- Exercise task 1: Output the portion of the code review page below that runs from "Just have brief" up to and including "VGPR is clobbered.", copied verbatim.
**** Quoted text
This is an archive of the discontinued LLVM Phabricator instance.

[amdgpu] Revert agnostic SGPR spill.
AbandonedPublic

Authored by hliao on Feb 18 2021, 11:04 AM.

Details

Summary
  • With that explicit exec mask manipulation, we may clobber global VGPRs during SGPR spilling or reloading. For instance, the following pseudo code illustrate such a clobbering:
v[62:63] = def(...);
spill(v[62:63], stack.0);
for (loop.cond) {
  ... = use(v[62:63]);
  if (branch.cond) {
    ... reuse of v[62:v63];
    ... SGPR reload through v62 or v63;
    v[62:63] = reload(stack.0);
    // At this point, v[62:v63] is clobbered if branch.cond doesn't
    // cover lanes 0 and 1.
  }
}
  • For concerns in the origianl patch, we should not worry about the different exec masks between SGPR spills and reloads. As the IR is deSSA-ed from the original SSA form, we guarantee a def always dominates all its uses and thus the point spilling a value always dominates the point where that value is reloaded again. The exec mask at the reloading point is guaranteed to be a subset of the exec mask at the spilling point. As long as the SGPR is broadcasted to VGPR in the spilling point and v_readfirstlane is used to load SGPR from VGPR in the reloading point, the original SGPR value is always reloaded regard to that exec mask.

Diff Detail

Event Timeline

hliao created this revision.Feb 18 2021, 11:04 AM
hliao requested review of this revision.Feb 18 2021, 11:04 AM
Herald added a project: Restricted Project. · View Herald TranscriptFeb 18 2021, 11:04 AM
hliao edited the summary of this revision. (Show Details)Feb 18 2021, 11:11 AM
hliao added a comment.Feb 18 2021, 3:59 PM

Conflicts with D96336/D96517

Just have brief look on that two changes, they seem always manipulate the exec mask explicitly and should have the same issue on clobbering global VGPRs. We should not change the current exec mask if we need a temp VGPR during SGPR spilling. That's quite risky that a global VGPR is clobbered.

hliao added a comment.EditedFeb 18 2021, 4:28 PM

Conflicts with D96336/D96517

Just have a detailed look of that two. Shall we optimize the case where 1 or 2 SGPRs need spilling/reloading and there's a scavenged register available. For that case, we just use the original implementation (based on broadcast and v_readfirstlane). In terms of LD/ST, the original is comparable to the proposed but we have much less code and also remove the dependency on the restore of that store of the whole tmp VGPR. HPC workloads mostly spill 1 or 2 SGPRs.

foad added a comment.Feb 19 2021, 12:17 AM

HPC workloads mostly spill 1 or 2 SGPRs.

Can you explain this a bit more? Spilling SGPRs to memory is supposed to be a very rare case. Why is it common for HPC workloads? Is there a better way to fix it?

Is it at all possible to encapsulate your failure case in a lit test?
********
**** Data listing
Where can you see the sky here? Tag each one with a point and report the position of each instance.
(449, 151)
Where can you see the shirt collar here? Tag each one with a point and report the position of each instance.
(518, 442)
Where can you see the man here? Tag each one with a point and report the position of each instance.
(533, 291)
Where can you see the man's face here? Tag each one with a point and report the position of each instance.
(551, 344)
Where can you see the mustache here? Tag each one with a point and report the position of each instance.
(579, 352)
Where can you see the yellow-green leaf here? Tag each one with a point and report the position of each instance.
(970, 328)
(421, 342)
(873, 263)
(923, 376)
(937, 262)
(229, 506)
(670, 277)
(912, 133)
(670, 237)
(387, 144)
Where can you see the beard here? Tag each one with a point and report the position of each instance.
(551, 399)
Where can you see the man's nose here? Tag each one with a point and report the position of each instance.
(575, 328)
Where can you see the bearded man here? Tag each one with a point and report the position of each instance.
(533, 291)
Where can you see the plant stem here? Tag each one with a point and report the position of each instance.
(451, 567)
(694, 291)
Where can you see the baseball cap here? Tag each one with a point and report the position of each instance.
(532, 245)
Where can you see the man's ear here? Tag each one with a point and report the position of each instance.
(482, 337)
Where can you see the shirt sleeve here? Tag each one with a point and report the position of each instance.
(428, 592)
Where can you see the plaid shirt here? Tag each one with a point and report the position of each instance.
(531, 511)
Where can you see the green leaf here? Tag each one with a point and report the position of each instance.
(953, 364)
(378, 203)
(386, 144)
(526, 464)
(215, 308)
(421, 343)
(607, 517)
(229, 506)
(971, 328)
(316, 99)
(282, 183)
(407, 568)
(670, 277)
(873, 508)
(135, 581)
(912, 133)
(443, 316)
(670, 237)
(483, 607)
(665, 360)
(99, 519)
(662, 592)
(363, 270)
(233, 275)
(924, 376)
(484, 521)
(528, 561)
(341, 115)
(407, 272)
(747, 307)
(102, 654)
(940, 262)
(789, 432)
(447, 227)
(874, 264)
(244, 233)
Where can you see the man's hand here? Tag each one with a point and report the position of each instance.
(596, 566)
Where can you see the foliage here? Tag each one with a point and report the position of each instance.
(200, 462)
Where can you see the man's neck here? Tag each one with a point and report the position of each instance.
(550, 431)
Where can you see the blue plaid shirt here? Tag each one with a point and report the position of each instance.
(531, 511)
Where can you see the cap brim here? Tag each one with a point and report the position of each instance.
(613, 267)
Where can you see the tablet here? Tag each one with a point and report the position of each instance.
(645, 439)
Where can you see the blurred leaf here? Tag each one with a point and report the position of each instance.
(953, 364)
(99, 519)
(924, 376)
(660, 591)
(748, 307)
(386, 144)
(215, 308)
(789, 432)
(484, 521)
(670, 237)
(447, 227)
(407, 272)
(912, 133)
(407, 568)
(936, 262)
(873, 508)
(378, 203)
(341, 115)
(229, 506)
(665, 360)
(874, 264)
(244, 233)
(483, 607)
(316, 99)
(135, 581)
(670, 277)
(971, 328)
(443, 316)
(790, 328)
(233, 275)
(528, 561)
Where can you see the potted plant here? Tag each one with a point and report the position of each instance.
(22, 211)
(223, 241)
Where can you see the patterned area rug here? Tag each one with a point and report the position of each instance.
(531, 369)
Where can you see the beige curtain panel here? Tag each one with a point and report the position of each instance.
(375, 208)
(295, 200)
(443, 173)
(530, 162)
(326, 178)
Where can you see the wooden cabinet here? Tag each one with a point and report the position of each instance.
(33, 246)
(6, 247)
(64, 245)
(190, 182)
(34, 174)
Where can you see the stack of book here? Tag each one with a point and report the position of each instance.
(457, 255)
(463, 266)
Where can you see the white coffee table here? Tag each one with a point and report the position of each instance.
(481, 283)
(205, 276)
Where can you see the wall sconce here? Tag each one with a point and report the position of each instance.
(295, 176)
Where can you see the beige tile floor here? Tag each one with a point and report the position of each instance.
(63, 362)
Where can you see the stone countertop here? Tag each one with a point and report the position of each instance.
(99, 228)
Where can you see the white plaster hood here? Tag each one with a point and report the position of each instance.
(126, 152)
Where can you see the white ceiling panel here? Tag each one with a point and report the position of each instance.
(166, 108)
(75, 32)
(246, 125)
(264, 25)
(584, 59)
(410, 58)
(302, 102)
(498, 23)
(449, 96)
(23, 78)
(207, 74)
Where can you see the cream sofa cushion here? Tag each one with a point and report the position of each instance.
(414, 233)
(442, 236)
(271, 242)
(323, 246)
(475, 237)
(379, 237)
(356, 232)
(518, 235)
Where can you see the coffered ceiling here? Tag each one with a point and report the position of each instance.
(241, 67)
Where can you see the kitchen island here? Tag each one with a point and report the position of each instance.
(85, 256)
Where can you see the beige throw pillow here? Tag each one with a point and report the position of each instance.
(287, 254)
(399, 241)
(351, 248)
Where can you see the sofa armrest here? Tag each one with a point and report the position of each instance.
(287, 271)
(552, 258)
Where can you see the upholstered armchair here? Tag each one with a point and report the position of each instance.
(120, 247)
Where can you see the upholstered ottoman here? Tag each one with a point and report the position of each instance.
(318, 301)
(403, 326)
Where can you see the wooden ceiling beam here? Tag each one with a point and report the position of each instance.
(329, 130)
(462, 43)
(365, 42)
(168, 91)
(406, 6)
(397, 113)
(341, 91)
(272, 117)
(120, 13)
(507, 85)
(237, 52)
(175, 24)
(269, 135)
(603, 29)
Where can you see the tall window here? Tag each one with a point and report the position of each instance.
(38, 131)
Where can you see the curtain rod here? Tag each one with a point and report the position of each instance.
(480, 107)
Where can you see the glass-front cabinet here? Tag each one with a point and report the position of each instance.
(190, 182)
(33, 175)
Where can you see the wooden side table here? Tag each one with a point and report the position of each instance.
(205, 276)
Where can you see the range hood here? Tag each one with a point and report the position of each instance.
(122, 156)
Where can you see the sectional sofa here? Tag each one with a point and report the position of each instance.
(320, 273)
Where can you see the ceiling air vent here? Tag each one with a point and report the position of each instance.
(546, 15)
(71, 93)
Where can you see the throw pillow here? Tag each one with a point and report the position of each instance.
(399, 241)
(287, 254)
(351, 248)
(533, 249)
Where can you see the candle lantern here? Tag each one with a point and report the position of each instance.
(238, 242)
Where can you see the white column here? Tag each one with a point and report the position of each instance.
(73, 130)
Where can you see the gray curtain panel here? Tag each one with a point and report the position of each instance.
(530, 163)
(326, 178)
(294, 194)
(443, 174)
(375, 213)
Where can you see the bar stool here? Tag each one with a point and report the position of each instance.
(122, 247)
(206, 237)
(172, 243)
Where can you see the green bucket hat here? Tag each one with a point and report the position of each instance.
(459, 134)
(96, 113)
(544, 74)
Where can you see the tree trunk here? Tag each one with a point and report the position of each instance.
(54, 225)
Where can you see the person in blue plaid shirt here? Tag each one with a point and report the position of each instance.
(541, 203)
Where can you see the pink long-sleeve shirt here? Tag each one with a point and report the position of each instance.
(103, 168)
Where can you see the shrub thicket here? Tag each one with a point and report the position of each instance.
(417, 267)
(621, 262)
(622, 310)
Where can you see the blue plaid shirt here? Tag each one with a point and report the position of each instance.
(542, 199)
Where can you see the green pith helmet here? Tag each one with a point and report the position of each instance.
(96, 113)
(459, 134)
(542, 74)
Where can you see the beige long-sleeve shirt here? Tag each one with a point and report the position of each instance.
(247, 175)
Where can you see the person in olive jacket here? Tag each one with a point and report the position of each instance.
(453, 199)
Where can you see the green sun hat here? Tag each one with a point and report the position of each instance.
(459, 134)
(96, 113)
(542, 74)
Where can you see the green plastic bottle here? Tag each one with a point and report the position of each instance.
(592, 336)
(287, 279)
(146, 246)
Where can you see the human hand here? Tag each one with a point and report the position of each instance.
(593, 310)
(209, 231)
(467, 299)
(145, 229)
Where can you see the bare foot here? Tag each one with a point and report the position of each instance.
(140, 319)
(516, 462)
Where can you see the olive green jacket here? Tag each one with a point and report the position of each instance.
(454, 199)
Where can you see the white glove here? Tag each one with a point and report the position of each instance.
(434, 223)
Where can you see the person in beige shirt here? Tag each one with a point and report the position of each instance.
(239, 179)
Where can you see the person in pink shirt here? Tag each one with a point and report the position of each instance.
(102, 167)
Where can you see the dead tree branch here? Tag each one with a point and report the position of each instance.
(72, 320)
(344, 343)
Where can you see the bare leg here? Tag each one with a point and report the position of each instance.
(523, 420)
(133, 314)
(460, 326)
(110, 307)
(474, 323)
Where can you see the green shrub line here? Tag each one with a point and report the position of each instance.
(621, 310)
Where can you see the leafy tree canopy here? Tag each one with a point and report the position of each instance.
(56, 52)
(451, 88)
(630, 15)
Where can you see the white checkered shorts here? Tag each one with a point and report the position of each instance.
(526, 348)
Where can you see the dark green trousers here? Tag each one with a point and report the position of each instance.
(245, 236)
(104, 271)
********
**** Data listing
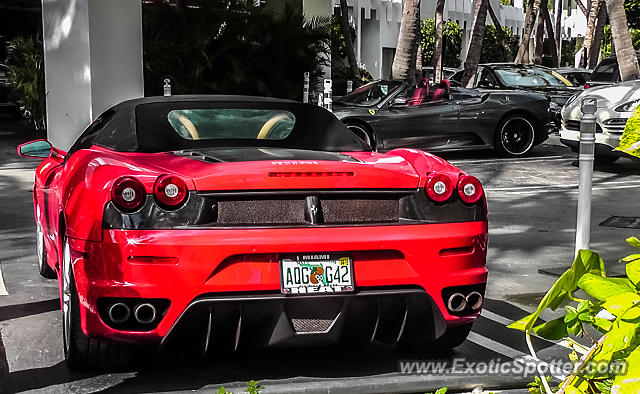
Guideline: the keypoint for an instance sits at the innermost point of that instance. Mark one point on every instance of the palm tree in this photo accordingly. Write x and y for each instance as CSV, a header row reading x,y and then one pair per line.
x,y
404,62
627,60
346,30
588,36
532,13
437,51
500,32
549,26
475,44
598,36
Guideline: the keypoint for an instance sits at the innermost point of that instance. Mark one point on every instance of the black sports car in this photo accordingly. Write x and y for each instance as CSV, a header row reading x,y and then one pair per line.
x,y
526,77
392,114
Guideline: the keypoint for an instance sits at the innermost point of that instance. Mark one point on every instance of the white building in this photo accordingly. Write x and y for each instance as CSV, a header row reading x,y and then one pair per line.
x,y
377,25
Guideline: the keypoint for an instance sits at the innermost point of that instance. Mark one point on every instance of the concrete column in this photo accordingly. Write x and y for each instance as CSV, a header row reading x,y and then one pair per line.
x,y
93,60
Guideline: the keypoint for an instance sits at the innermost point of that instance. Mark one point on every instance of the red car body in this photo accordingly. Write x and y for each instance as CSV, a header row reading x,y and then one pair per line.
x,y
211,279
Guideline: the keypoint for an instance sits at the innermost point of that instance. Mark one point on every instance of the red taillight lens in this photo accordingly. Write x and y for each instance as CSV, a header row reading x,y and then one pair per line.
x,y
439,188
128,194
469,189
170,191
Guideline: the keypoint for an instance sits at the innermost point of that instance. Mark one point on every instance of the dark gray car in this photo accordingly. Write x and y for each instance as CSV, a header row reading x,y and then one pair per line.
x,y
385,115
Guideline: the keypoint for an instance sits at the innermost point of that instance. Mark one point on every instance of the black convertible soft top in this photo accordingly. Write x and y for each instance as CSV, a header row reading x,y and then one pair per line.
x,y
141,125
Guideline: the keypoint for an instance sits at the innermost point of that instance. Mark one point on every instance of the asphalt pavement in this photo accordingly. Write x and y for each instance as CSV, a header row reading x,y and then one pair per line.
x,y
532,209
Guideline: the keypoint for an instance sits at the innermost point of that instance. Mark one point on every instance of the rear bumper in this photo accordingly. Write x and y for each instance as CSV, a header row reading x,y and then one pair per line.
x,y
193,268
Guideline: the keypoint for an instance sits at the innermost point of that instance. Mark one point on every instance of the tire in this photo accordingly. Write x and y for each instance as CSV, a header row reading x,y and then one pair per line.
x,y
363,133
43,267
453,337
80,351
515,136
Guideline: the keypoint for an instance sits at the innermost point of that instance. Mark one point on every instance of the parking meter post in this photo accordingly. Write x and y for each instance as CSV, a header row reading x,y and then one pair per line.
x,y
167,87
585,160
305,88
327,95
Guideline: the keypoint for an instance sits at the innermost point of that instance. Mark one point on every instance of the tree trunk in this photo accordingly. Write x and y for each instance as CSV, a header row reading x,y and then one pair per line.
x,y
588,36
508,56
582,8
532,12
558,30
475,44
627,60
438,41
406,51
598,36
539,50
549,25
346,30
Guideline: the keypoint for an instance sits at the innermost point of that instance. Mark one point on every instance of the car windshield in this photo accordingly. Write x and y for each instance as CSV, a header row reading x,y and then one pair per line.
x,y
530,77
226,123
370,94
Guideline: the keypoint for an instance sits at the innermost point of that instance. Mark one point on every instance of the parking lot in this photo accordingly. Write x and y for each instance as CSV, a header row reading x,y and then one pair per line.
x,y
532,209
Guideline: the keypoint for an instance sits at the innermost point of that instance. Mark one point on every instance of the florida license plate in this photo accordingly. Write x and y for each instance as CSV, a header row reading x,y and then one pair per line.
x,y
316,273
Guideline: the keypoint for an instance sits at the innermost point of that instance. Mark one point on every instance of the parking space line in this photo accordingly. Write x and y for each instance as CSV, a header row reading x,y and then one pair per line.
********
- Exercise task 2: Return the entries above from the line with "the parking lot" up to and including the line with "the parking space", reproducing those lines without any change.

- Worked answer 1:
Just have brief look on that two changes, they seem always manipulate the exec mask explicitly and should have the same issue on clobbering global VGPRs. We should not change the current exec mask if we need a temp VGPR during SGPR spilling. That's quite risky that a global VGPR is clobbered.

- Worked answer 2:
Guideline: the keypoint for an instance sits at the innermost point of that instance. Mark one point on every instance of the parking lot in this photo accordingly. Write x and y for each instance as CSV, a header row reading x,y and then one pair per line.
x,y
532,209
Guideline: the keypoint for an instance sits at the innermost point of that instance. Mark one point on every instance of the florida license plate in this photo accordingly. Write x and y for each instance as CSV, a header row reading x,y and then one pair per line.
x,y
316,273
Guideline: the keypoint for an instance sits at the innermost point of that instance. Mark one point on every instance of the parking space line in this photo accordingly. Write x and y for each instance as CSV, a header row reading x,y and then one pair per line.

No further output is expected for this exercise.